▶ **Instruction**: Output the entries word for word. Omit images.

Records from a data collection

+++

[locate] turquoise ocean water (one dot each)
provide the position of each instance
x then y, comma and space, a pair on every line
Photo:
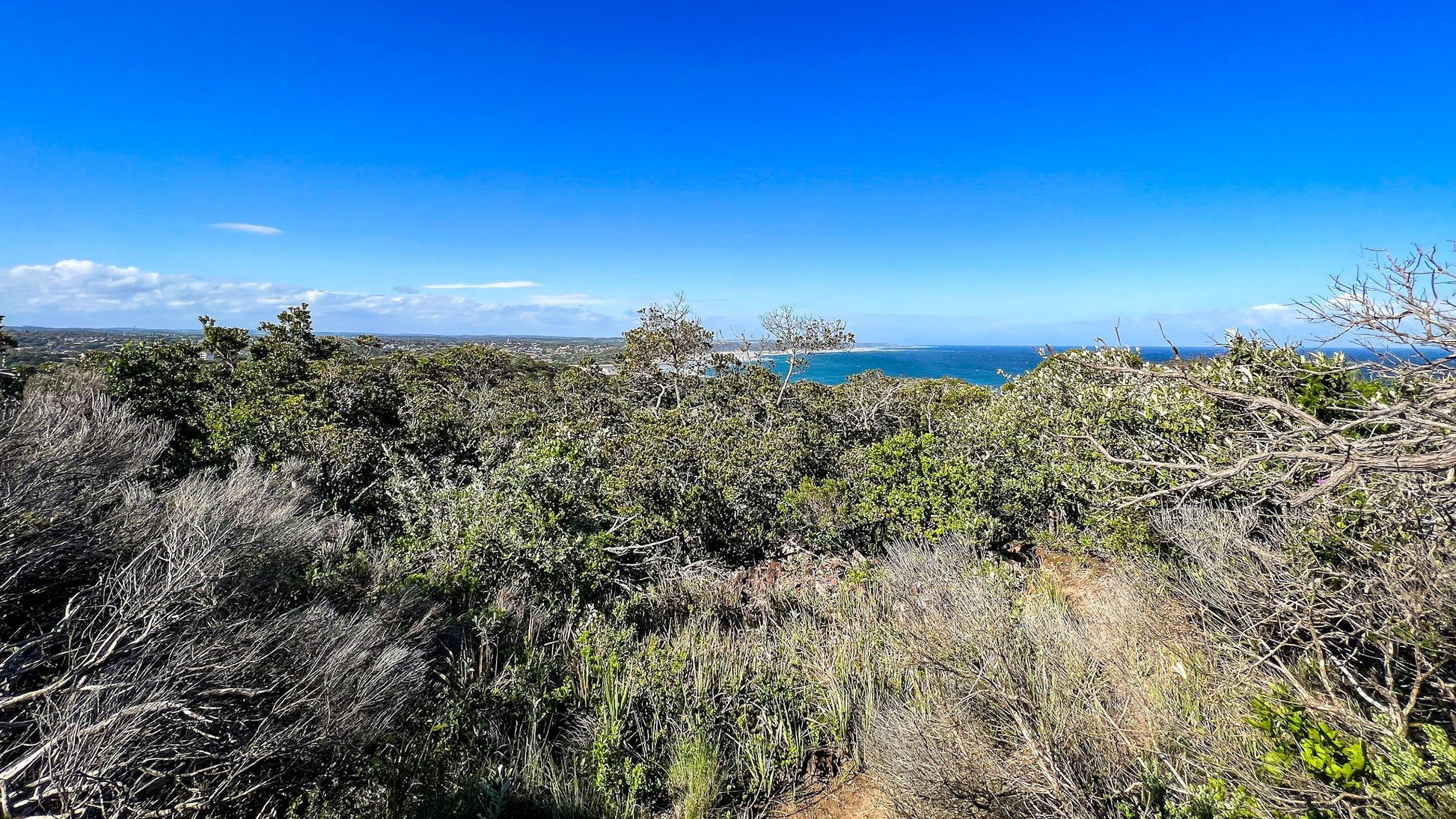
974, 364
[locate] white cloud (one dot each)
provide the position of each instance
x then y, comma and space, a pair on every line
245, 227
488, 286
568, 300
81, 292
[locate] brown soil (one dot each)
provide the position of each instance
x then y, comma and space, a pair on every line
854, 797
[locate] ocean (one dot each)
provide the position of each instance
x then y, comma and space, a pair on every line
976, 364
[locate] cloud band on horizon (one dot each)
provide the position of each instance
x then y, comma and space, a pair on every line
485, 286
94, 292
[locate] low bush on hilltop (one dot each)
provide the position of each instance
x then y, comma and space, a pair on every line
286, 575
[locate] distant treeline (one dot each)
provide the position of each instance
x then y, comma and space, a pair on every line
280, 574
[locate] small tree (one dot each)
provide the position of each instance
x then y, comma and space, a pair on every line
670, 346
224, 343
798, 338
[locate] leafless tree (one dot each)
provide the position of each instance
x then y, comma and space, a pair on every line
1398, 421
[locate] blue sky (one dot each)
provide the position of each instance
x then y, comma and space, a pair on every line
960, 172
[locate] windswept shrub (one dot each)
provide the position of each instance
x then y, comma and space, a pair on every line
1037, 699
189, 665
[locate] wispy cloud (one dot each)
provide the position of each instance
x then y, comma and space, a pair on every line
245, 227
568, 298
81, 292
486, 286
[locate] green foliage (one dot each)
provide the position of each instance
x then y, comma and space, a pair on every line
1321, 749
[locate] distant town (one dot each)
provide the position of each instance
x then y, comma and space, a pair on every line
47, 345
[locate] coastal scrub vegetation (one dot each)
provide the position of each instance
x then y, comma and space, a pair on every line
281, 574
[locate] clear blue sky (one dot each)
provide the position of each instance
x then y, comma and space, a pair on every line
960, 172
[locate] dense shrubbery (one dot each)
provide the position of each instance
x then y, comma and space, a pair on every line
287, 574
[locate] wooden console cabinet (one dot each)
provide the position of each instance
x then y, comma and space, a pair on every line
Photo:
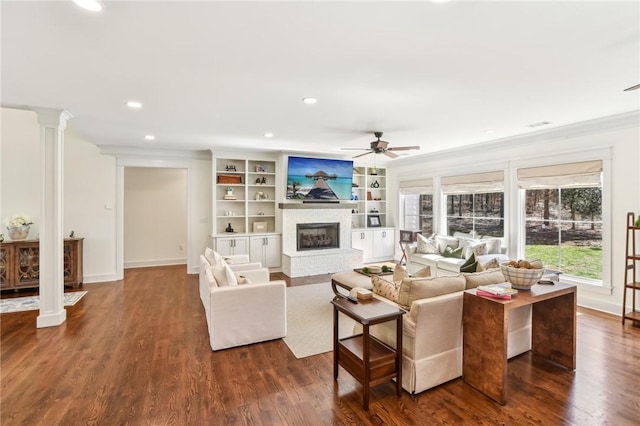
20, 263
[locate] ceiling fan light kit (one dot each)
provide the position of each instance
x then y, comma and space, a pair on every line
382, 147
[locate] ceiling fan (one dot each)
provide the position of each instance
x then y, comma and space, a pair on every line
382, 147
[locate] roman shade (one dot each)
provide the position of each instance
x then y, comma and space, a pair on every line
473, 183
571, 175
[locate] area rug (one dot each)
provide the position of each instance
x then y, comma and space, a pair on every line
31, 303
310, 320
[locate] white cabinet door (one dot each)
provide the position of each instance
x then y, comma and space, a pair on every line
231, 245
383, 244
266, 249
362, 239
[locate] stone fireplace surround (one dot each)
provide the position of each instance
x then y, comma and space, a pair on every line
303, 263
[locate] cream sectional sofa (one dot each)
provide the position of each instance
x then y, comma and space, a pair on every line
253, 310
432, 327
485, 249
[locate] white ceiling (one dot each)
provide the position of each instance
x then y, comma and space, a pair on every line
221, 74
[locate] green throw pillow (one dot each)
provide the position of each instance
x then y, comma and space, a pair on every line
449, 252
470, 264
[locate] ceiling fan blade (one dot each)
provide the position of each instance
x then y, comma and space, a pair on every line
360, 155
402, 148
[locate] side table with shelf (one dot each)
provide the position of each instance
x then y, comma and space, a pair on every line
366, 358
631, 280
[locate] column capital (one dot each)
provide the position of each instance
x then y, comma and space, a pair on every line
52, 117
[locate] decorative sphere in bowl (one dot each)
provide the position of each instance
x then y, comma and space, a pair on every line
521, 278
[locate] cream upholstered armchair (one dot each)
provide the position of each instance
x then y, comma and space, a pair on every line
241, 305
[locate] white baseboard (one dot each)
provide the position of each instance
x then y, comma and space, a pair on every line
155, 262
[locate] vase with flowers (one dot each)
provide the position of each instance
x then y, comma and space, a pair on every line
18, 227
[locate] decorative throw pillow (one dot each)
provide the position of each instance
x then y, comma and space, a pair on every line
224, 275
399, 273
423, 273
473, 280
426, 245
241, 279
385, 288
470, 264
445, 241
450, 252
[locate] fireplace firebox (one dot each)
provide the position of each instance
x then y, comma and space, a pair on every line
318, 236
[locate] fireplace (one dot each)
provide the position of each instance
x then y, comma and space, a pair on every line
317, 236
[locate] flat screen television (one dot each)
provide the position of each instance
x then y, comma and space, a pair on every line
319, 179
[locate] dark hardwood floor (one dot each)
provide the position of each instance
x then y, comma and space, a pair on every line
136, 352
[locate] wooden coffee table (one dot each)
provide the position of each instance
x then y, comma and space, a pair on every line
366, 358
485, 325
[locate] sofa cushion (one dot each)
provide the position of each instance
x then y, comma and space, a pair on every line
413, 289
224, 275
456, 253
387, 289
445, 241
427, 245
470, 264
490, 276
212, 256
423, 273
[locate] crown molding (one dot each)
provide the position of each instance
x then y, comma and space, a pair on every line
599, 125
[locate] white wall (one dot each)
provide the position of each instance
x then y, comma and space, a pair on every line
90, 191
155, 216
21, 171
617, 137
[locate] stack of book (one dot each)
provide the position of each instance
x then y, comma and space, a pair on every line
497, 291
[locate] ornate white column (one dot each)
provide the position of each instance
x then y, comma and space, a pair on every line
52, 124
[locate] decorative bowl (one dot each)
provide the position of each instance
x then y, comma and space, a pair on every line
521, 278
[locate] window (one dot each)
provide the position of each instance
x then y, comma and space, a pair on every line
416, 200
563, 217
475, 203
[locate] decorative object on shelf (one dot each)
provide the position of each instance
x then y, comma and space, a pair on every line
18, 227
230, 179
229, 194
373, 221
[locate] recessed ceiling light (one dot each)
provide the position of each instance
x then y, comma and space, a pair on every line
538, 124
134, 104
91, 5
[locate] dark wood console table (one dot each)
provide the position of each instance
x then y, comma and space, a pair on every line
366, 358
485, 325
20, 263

+++

▶ **Full answer**:
[locate] turquoise ocean water (one dot each)
provide the position of each instance
x then y, comma and space, a pair on every line
Photo:
974, 364
[locate] white cloud (one dot each)
provide the position of each instance
x then y, comma and space, a pair on every line
245, 227
488, 286
568, 300
81, 292
[locate] brown soil (one dot each)
provide the position of each instance
x then y, comma and space, a pair on every line
854, 797
[locate] ocean (one dot each)
provide the position of each instance
x then y, comma and space, a pair on every line
976, 364
[locate] cloud band on horizon (one dot each)
provide the position of each instance
x then y, comma and space, a pair on every line
485, 286
94, 292
[locate] low bush on hilltop (one dot each)
provide the position of each instance
x then y, comma and space, a pair on every line
286, 575
[locate] distant treeline (one dot each)
provide the position of each instance
x then y, comma and space, a pair on every line
280, 574
[locate] small tree (one dot each)
provide the position of each instance
x then y, comma and space, a pair on every line
670, 346
224, 343
798, 338
[locate] leafless tree (one dot each)
provide the position of each instance
x then y, comma and space, a pair on every line
1398, 421
[locate] blue sky (one dot each)
provide the position of each instance
x then y, comma and space, a pair on every line
960, 172
[locate] windswept shrub (one dot each)
provide the position of each instance
x then y, comma and space, a pair on every line
1037, 699
189, 665
[locate] wispy cloud (one dot each)
provide the position of each instance
x then y, comma and space, a pair on every line
245, 227
568, 298
81, 292
486, 286
[locate] green foliage (one dot each)
provide the position of each instance
x then y, comma and space, a pair on every line
1321, 749
[locate] distant town (one dot each)
provide the position of each instance
x then y, comma and space, a pair on every line
47, 345
[locate] coastal scrub vegetation (one dot each)
provide the position of each instance
x then y, comma and space, a pair on every line
281, 574
[locate] clear blue sky (one dot each)
provide the position of each instance
x then y, comma and space, a pair on every line
960, 172
[locate] dense shrubbery (one dot each)
provide the position of each instance
x then y, comma and space, a pair on every line
287, 574
[locate] wooden console cabinet (one dot each)
provide the position of each instance
x then y, comma and space, a pair on every line
Photo:
20, 263
[locate] ceiling fan light kit (one dot each)
provide the position of each instance
x then y, comma and space, a pair on every line
382, 147
[locate] ceiling fan (one dot each)
provide the position of each instance
x then y, comma and space, a pair on every line
382, 147
[locate] roman shade (one dot each)
provide the position of each instance
x then y, comma and space, a pair on every line
473, 183
571, 175
[locate] area rug (one dot each)
provide the position of each instance
x then y, comma and space, a pair on every line
31, 303
310, 320
[locate] white cabinet door (one dot each)
provide the position of each instance
x then y, comma and space, a pair on every line
231, 245
383, 244
266, 249
362, 239
[locate] stone fireplace surround (one dot each)
provide the position of each instance
x then y, comma and space, a pair on every line
303, 263
[locate] cream sectional sofa (one dot each)
provide the position of each instance
x then y, comma and space, a pair on every line
253, 310
432, 327
485, 249
[locate] white ceiling (one dot each)
provide the position of each instance
x then y, comma and space, a pair on every line
221, 74
[locate] green throw pillow (one dot each)
provide the position of each instance
x then y, comma and space, a pair on every line
449, 252
470, 264
[locate] ceiling fan blade (one dot each)
provide the position of each instance
x then y, comma and space, a pair on every line
360, 155
402, 148
[locate] side table with shelf (one dot each)
provide the position of each instance
x then y, comma and space, a pair on every line
366, 358
631, 280
[locate] column capital (one dot each)
provide the position of each instance
x then y, comma and space, a pair on every line
52, 117
[locate] decorative sphere in bowl (one dot each)
provide the position of each instance
x then y, comma and space, a pair on every line
521, 278
[locate] cream upholstered armchair (one dot each)
provide the position of each instance
x then y, comma and space, a pair on every line
241, 305
[locate] white baseboard (one dot each)
provide the position of each instance
x then y, comma and space, a pair on every line
155, 262
[locate] vase with flowers (one dot each)
provide the position of each instance
x then y, comma and space, a pair on every line
18, 227
[locate] decorative throw pillow (one dot each)
provide the position of each instance
x then y, comma and space, a pair on every line
224, 275
399, 273
423, 273
473, 280
426, 245
241, 279
385, 288
470, 264
445, 241
450, 252
[locate] fireplace firebox (one dot each)
provide the position of each instance
x then y, comma and space, a pair on every line
318, 236
[locate] fireplace (one dot each)
provide the position of each instance
x then y, comma and space, a pair on every line
317, 236
[locate] flat screen television (one dot each)
provide the position of each instance
x then y, comma and space, a pair on every line
319, 179
[locate] dark hardwood floor (one dot each)
provide the position of each instance
x then y, comma and space, a pair on every line
136, 352
[locate] wooden coffee table (one dot each)
provide the position of each instance
x then y, comma and space, a pair on every line
366, 358
485, 325
[locate] sofa cushion (one dot each)
provide the position of each instance
x then y, comma and space, a pair on every line
413, 289
224, 275
456, 253
387, 289
445, 241
427, 245
470, 264
490, 276
212, 256
423, 273
[locate] crown molding (one dot each)
provide the position of each instance
x then y, comma and space, a pair on every line
599, 125
[locate] white wall (one dot each)
provide the position of each instance
x then y, comma and space, a pair on every line
90, 191
155, 216
21, 171
617, 137
[locate] stack of book (one dot each)
provide the position of each instance
x then y, comma and space, a pair on every line
497, 291
[locate] ornate white column (one dot each)
provide the position of each instance
x then y, comma and space, a pair on every line
52, 124
[locate] decorative bowl (one dot each)
provide the position of each instance
x then y, comma and space, a pair on every line
521, 278
[locate] window (one dot each)
provide the position of each instance
x then y, comma and space, a pair on every line
416, 200
563, 217
475, 203
[locate] decorative object on shelf (one dot each)
provide the position of each instance
x then y, comma and space, a pair on every line
18, 227
230, 179
229, 194
373, 221
[locate] recessed ceiling light (one dot each)
provide the position of each instance
x then y, comma and space, a pair on every line
538, 124
134, 104
91, 5
[locate] dark wood console table (one dot each)
provide the position of each instance
x then y, comma and space, a pair on every line
366, 358
485, 325
20, 263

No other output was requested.